» **Yazılı görev**
Türk Tarih Kurumu üzerine olan metinde "Bu amaç doğrultusunda" sözcükleriyle başlayan ve "İki örnek vereceğim." sözcükleri de dahil olmak üzere orada biten bölümü harfi harfine yazın.

TT K’nin kuruluş amacı
Çatı kurum olarak, anayasanın 134’üncü maddesi ile kurulan “Atatürk Kültür, Dil ve Tarih Yüksek Kurumu”nun amacı; Atatürkçü düşünceyi, Atatürk ilke ve inkılaplarını, Türk kültürünü, Türk tarihini ve Türk dilini bilimsel yoldan araştırmak, tanıtmak ve yaymak ve yayınlar yapmak” olarak tanımlanmaktadır. Çatı kurum içinde yer alan Türk Tarih Kurumu (TTK), Atatürk’ün tinsel ve özdeksel koruması altındadır. 1931’deki kuruluş amacı, “Türk ve Türkiye tarihini ve bunlarla ilgili konuları, Türklerin medeniyete hizmetlerini ilmi yoldan incelemek, araştırmak, tanıtmak, yaymak ve yayımlamak” olarak tanımlanmıştır.
Bu amaç doğrultusunda çalışması gereken TTK, son yıllarda tartışılır kurum özelliği sergileyerek ve amacından saparak, ekonomik gücünün sahibi ve kurucusu M. Kemal Atatürk’e karşı bir konumlama göstermektedir. Bu tutum, onu değerkıymet bilmez hayırsız bir mirasçıya dönüştürmüştür. İki örnek vereceğim.
Bunlardan ilki, sosyal medyada son günlerde kavgaya dönüşen ve bu kavganın malzemesi olarak kullanılan TTK tarafından beş yıl önce yaptırılan,Vahideddin’in bir İngiliz savaş gemisine binerek ülkeyi terk edilişini konu eden “Ayrılış” adlı 13 dakika, 13 saniyelik bir filmdir. Murat Bardakçı, tarafından “...film bile denmeyecek bir zırvalık...bir zavallılık eseri...”, “...oyuncuları birbirinden çapsız, bütün konuşmalar ve hareketleri suni, zevksiz, tatsız...” olarak tanımlanan böyle bir filmin amacı, Vahideddin’i Ulusal Kurtuluş Savaşı’nın başlatıcısı olarak aklamak ve M.K. Atatürk’ü gölgelemek. Bu, TTK yöneticilerinin, tarihi gerçeği çarpıtarak kendilerini görevlendiren muktedire karşı bir diyet borcu olabilir. Yanı sıra, mirasından tıkınanların velinimetleri Atatürk’e, etik ve ahlakdışı ihanetleri anlamına gelmektedir. Bu, haddini bilmezliğe Ahmet Hakan da dayanamamış ve TTK yöneticilerini “dört fiske” ile yere sermiştir. (Bkz.1.01.2019)

» **Ham veri**
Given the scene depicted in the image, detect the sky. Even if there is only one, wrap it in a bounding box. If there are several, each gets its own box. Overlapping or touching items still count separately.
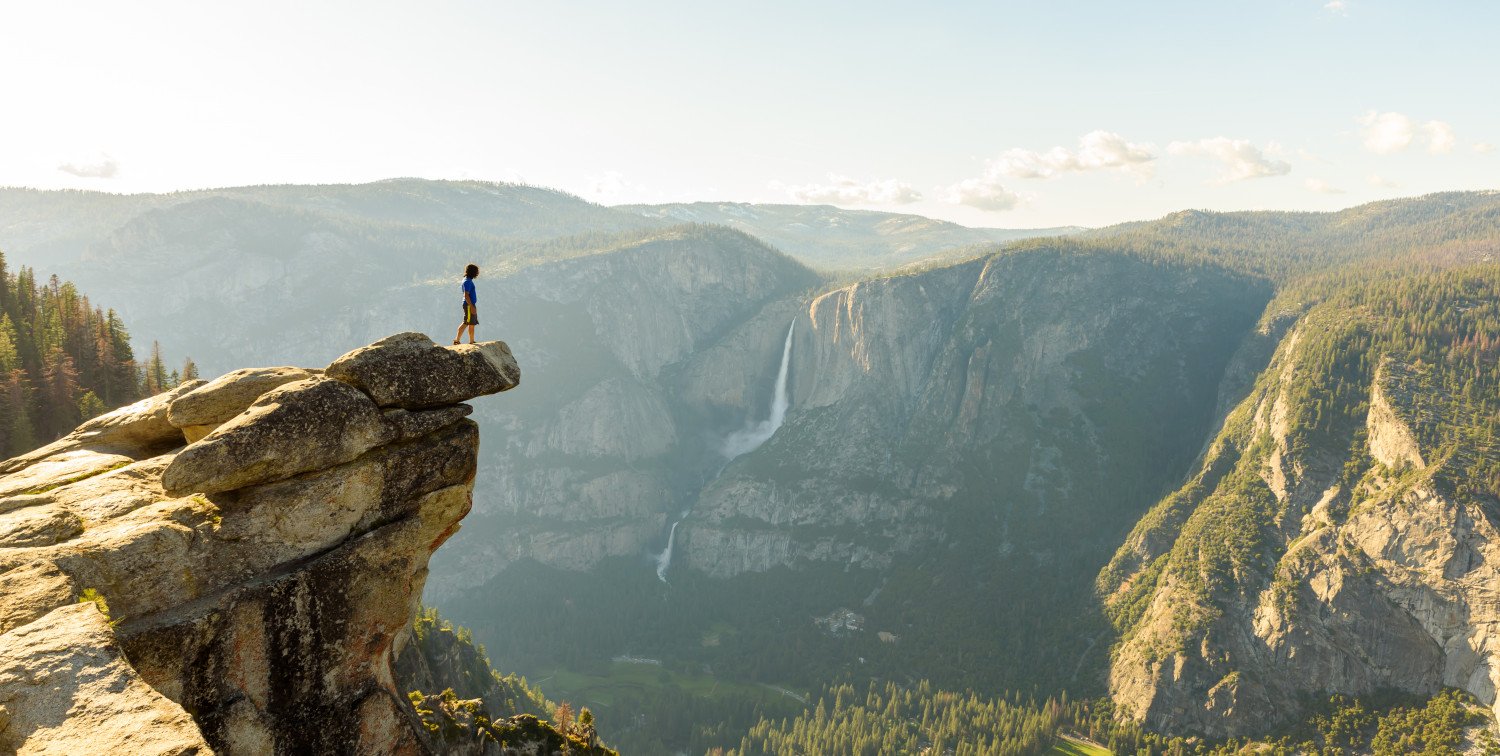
[0,0,1500,228]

» **Tam yanıt**
Bu amaç doğrultusunda çalışması gereken TTK, son yıllarda tartışılır kurum özelliği sergileyerek ve amacından saparak, ekonomik gücünün sahibi ve kurucusu M. Kemal Atatürk’e karşı bir konumlama göstermektedir. Bu tutum, onu değerkıymet bilmez hayırsız bir mirasçıya dönüştürmüştür. İki örnek vereceğim.